> _Document extract_
________________________________________

# Wait for it, wait for it.....FIRST CYCLE TREN-E ADVICE/INPUT



## TeeM4242 (Feb 21, 2014)

Hello everyone. I just joined and posted in the new members thread but ill introduce myself a little again. Im 24 turning 25 in a month. Been lifting since I was 16 and have made some great gains naturally. Never have taken a pro hormone or any of that nonsense. Other than protein and creatine, a test booster here and there. I contemplating starting a cycle last year but i decided to wait it out another year. So the time is now. Im sick of listening to dudes around my age because I honestly don't trust them. So i need some expert advice. 

I want to run a Cycle of Test-E. Gonna start it at the end of April but I wanna make sure I have the right information before I buy everything. 
Im 187 lbs 5'11 and about 8-10% BF. I want to put on 15 lbs at least of lean mass. Im going into this very optimistic because that will only help garnish more intensity once I start. 

I know the right amount should be 250mgs twice a week spread out 3.5 days apart for a total of 500mgs a week.
I know you HAVE to have an AI on deck as well as a PCT. HCG as well for the testes!
Im gonna be taking Fish Oil, Animal Pak and Hawthorne Berry for Blood pressure control. I also have alot of L-Carnitine handy so ill take that as well.

Now my questions. 

1) How long should I run the test? 10 weeks or 12 weeks? 
2) Should I run another compound like Deca? ( I want to take my body to the next level, if its possible and not overdoing it, im open to it. )
3) Clomid or Nolva for PCT and how long after the last pin do I start? Ive heard 2 weeks? and what would a good dosage be?
4) as for the AI, im not prone to gyno so should i still take it or just have it in  case? and if so to take it, what would the dosage be?
5) As for the HCG, do I take that throughout the whole cycle?
6)[FONT=verdana, geneva, lucida, lucida grande, arial, helvetica, sans-serif][/FONT][FONT=verdana, geneva, lucida, lucida grande, arial, helvetica, sans-serif] WHen should I start to notice the Test kicking in?

________________________________________

> _Required action_
Carry on the forum thread asking for first-cycle steroid advice, starting right after its last sentence. The lines that come next have no connection to the forum thread above.

> _Stored data_
________________________________________

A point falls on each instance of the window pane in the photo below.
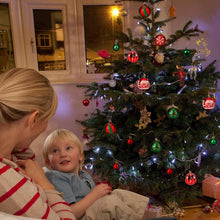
(48, 26)
(101, 27)
(6, 45)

________________________________________

> _Output_
[/FONT][FONT=verdana, geneva, lucida, lucida grande, arial, helvetica, sans-serif]7) is a pre workout possible during cycle or Am I asking to go into cardiac arrest?


Once again thank you for reading and if you have any input or advice PLEASE DONT BE SHY. Once i start the cycle Im gonna post a log.  Ill add my routine as well as my diet once I get some input....THANKSSSS[/FONT]


----------



## Paranoid Fitness (Feb 21, 2014)

OK, you're asking basic stuff that's covered all over the forum...but you're doing it the right way.

Remember: There's no substitute for the advice of a physician.
I am not a doctor or health care professional.

My best advice: the easiest way to stop using anabolic steroids is to not start using them in the first place.

Below is my opinion...just my opinion.

1)Test E first cycle minimum 12 weeks, some guys say 16. 
2) No Deca on the first cycle. 
3) I'll let someone else answer, my pct is different. Lots of PCT info available...keep researching.
4)You answered your AI question yourself...ALWAYS ON HAND. How do you know you're not prone to gyno?
5)Plenty of info on HCG here. I do 1000iu/wk weeks 6-16.
6)For me I notice size and strength gains around week 5 or 6...everyone is different. Don't get frustrated, just keep training.
5)Plenty of info on HCG here. I do 1000iu/wk weeks 6-16.
7)I got away from pre wo supps but a lot of guys swear by them. You'll have to figure that one out on your own.

Monitor the blood pressure. Get baseline labs before you start, labs again at 6-8 weeks and then again post-cycle.

Your research looks good on your timeframe.


----------



## TeeM4242 (Feb 22, 2014)

@Paranoid Fitness

Thanks for the response man.
Yea that's what i thought 12 weeks should be the LEAST. 
I just never put on any fat really so idk if that matters with gyno. Thats why i thought Im not prone to it. 
Alrite im gonna look around about the HCG. Just wanted someone to tell me flat out what to take but i guess there's a couple different routes so ill explore those options. 
I always take preworkouts lol. Im taking c4 right now but i was wondering if combined with the test is that safe or not?
And for the Deca question I didnt mean JUST Deca. Any other compound in general combined with the Test

Thanks Again!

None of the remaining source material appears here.